-------- MATERIAL FOR THIS TASK --------

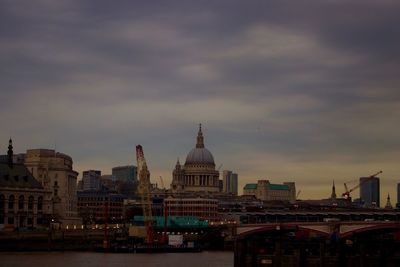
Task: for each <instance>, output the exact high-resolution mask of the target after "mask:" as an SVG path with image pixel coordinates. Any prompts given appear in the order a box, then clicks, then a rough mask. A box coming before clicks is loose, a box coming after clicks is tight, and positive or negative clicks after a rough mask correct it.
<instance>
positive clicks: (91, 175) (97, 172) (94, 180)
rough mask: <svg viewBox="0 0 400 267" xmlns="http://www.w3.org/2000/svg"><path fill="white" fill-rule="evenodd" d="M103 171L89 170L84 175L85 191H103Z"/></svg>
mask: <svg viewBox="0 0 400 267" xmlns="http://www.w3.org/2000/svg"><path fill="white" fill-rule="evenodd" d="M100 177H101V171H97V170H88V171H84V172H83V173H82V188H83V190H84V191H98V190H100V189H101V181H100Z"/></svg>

--------
-------- MATERIAL FOR THIS TASK --------

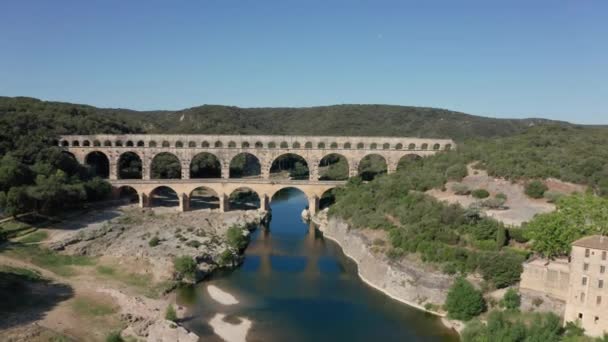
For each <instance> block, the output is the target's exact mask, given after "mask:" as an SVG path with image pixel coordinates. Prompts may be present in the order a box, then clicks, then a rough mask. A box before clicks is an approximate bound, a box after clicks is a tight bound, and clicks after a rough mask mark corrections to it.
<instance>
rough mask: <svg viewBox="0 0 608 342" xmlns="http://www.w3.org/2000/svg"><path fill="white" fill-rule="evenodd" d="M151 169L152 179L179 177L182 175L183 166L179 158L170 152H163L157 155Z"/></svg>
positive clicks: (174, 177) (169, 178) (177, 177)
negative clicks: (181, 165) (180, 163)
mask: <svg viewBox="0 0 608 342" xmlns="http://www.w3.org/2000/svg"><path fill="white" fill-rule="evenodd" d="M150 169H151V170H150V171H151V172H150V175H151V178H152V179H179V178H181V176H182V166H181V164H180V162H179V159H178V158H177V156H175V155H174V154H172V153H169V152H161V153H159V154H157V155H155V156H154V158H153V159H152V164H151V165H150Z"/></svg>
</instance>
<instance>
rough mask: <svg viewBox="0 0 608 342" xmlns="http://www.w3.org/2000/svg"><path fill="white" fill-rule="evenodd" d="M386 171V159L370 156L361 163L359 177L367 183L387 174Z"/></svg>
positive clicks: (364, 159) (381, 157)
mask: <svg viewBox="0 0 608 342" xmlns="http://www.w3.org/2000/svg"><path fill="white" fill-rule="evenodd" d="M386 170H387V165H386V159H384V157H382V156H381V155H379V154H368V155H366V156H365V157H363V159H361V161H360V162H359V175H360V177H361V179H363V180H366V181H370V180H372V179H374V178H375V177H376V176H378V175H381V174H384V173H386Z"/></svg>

--------

◆ **DIRECTIONS**
Put everything from "</instance>" down to "positive clicks: (364, 159) (381, 157)" into a numbered list, counting both of those lines and leaving out any blank lines.

◆ **RESULT**
1. </instance>
2. <instance>
3. rough mask: <svg viewBox="0 0 608 342" xmlns="http://www.w3.org/2000/svg"><path fill="white" fill-rule="evenodd" d="M386 171V159L370 156L361 163L359 177L367 183L387 174Z"/></svg>
4. positive clicks: (364, 159) (381, 157)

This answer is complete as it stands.